Source text =>
Item 9.  Undertakings.

     The undersigned Registrant hereby undertakes:

     (1) To file, during any period in which offers or sales are being made, a
post-effective amendment to this Registration Statement:

          (i) To include any prospectus required by Section 10(a)(3) of the
     Securities Act of 1933;

          (ii) To reflect in the prospectus any facts or events arising after
     the effective date of the Registration Statement (or the most recent
     post-effective amendments thereto) which, individually or in the aggregate,
     represent a fundamental change in the information set forth in the
     Registration Statement. Notwithstanding the foregoing, any increase or
     decrease in volume of securities offered (if the total dollar value of
     securities offered would not exceed that which was registered) and any
     deviation from the low or high and of the estimated maximum offering range
     may be reflected in the form of prospectus filed with the Commission
     pursuant to Rule 424(b) if, in the aggregate, the changes in volume and
     prices represent no more than 20 percent change in the maximum aggregate
     offering price set forth in the "Calculation of Registration Fee" table in
     the effective Registration Statement; and

          (iii) To include any material information with respect to the plan of
     distribution not previously disclosed in the Registration Statement or any
     material change to such information in the Registration Statement.

provided, however, that paragraphs (1)(i) and (1)(ii) do not apply if the
information required to be included by those paragraphs is contained in periodic
reports filed with or furnished to the Commission by the registrant pursuant to
Section 13 or 15(d) of the Securities Exchange Act of 1934 that are incorporated
by reference in the registration statement.

     (2) That, for the purpose of determining any liability under the Securities
Act of 1933, each such post-effective amendment shall be deemed to be a new
registration statement relating to the securities offered therein, and the
offering of such securities at that time shall be deemed to be the initial bona
fide offering thereof.

     (3) To remove from registration by means of a post-effective amendment any
of the securities being registered which remain unsold at the termination of the
offering.

     The undersigned registrant hereby undertakes that, for purposes of
determining any liability under the Securities Act of 1933, each filing of the
registrant's annual report


                                      II-3




pursuant to Section 13(a) or Section 15(d) of the Securities Exchange Act of
1934 (and where applicable, each filing of an employee benefit plan's annual
report pursuant to Section 15(d) of the Securities Exchange Act of 1934) that is
incorporated by reference in the Registration Statement shall be deemed to be a
new registration statement relating to the securities offered therein, and the
offering of such securities at that time shall be deemed to be the initial bona
fide offering thereof.

Supplied data =>
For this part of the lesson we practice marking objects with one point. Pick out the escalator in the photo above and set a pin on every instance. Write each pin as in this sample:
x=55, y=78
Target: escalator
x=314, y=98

Written exercise 1 =>
Answer these about the undertakings section:
(a) What percent change in the maximum aggregate offering price is the limit for changes that may be reflected in a prospectus filed under Rule 424(b)?
(b) Under which sections of the Securities Exchange Act of 1934 must periodic reports be filed or furnished for paragraphs (1)(i) and (1)(ii) not to apply?
(c) What does the registrant undertake to remove from registration by means of a post-effective amendment?
Written exercise 2 =>
Which distinct section or rule designations does the undertakings section cite? List each one once.
Written exercise 3 =>
Transcribe the passage of the undertakings section starting at "(iii) To include" and ending at "information in the Registration Statement.".
Answer from the undertakings section alone; the material plays no part.

Task solution 1 =>
(a) No more than 20 percent.
(b) Section 13 or 15(d).
(c) Any of the securities being registered that remain unsold at the termination of the offering.

Task solution 2 =>
- Section 10(a)(3)
- Rule 424(b)
- Section 13
- Section 15(d)
- Section 13(a)

Task solution 3 =>
(iii) To include any material information with respect to the plan of
     distribution not previously disclosed in the Registration Statement or any
     material change to such information in the Registration Statement.